> [Treść zadania] Przepisz bez zmian fragment wywiadu o karierze piłkarskiej, zaczynając od „Z którym piłkarzem z obecnych ekstraklasowiczów” i kończąc na „chciałby pan pracować?”.

> [Tekst do przeczytania]
=-=-=-=-=

Której decyzji podjętej podczas kariery żałuje pan najbardziej?
– Żadnej. Błędy na pewno popełniłem, ale nie chcę się rozdrabniać. Pamiętajmy też, że nie na wszystko, co chciałem zrobić, miałem wpływ, bo ograniczały nas przepisy. My w tamtym okresie byliśmy niewolnikami. Zawsze czułem się jednak Polakiem, nie chciałem zostawać na stałe za granicą.

Co kupił pan za pierwszą grubszą premię?
– Jak przechodziłem z Górnika do Widzewa, otrzymałem rekompensatę, za którą kupiłem mieszkanie. Dla Widzewa byłem bardzo drogim zawodnikiem.

Największa suma pieniędzy przepuszczona w jedną noc?
– Nie przypominam sobie. Jestem normalnym człowiekiem, lubię się pobawić, ale nie przekraczam granic. Wolę spędzić czas przy barze, niż iść do kasyna.

Najbardziej pamiętna impreza po sukcesie?
– Pierwsze mistrzostwo Polski z Widzewem, zabawa w Pabianicach. Jeden z chłopaków, chyba Mirek Tłokiński, zaczął się chwalić markową koszulą i krawatem. Nasze żony były na tyle wesołe, że te krawaty nam poobcinały, „stworzyły” koszule z krótkim rękawem. Wróciliśmy w końcu w samych marynarkach. Atmosfera, proszę mi wierzyć, niesamowita.

Z którym piłkarzem z obecnych ekstraklasowiczów najchętniej by pan zagrał w jednej drużynie?
– Z Surmą, bo pięćset meczów to wielki wyczyn. Kłaniam się nisko. Zresztą, napisałem mu, że to dopiero początek i życzę dwa razy więcej. Chętnie zmierzyłbym się też z Głowackim czy Rzeźniczakiem. Ciekaw jestem, jak wyglądałyby takie pojedynki, ale tych różnych okresów też nie da się porównać. Jeśli natomiast ktoś już bardzo chce, niech spojrzy na sukcesy. Wtedy wyjdzie na moje!

Z którym z obecnych trenerów Ekstraklasy chciałby pan pracować?
– Z Probierzem. To niemiecka szkoła. Życzę mu, by nie zaprzestał tego, co robi. A to w Polsce trudne, można zbierać przeciwników. Musimy się nauczyć, że trener to osobowość, jego zdanie w klubie musi być ważne. Probierz próbuje to wprowadzać, mnie pasuje.

=-=-=-=-=

(Dane do wykrywania obiektów)

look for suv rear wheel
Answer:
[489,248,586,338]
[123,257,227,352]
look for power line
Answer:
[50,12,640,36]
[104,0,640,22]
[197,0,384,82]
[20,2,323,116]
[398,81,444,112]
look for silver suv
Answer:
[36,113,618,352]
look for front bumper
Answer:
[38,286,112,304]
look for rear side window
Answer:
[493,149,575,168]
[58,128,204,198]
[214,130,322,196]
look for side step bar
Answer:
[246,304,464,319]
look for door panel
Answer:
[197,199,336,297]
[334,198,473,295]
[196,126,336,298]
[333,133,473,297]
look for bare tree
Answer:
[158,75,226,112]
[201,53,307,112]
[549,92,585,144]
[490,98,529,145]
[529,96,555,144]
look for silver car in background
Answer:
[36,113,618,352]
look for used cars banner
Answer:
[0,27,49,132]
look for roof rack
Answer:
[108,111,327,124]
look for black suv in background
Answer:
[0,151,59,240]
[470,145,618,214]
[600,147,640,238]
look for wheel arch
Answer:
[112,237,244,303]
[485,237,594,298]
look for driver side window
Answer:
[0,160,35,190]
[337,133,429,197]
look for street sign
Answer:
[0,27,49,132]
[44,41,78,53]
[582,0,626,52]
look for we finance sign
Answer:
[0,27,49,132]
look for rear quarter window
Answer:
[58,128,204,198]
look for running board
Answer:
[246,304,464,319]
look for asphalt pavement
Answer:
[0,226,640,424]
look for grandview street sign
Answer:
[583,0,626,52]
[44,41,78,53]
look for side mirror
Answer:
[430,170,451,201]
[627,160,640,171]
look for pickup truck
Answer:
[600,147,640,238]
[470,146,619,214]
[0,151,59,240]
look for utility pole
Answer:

=-=-=-=-=

> [Odpowiedź]
Z którym piłkarzem z obecnych ekstraklasowiczów najchętniej by pan zagrał w jednej drużynie?
– Z Surmą, bo pięćset meczów to wielki wyczyn. Kłaniam się nisko. Zresztą, napisałem mu, że to dopiero początek i życzę dwa razy więcej. Chętnie zmierzyłbym się też z Głowackim czy Rzeźniczakiem. Ciekaw jestem, jak wyglądałyby takie pojedynki, ale tych różnych okresów też nie da się porównać. Jeśli natomiast ktoś już bardzo chce, niech spojrzy na sukcesy. Wtedy wyjdzie na moje!

Z którym z obecnych trenerów Ekstraklasy chciałby pan pracować?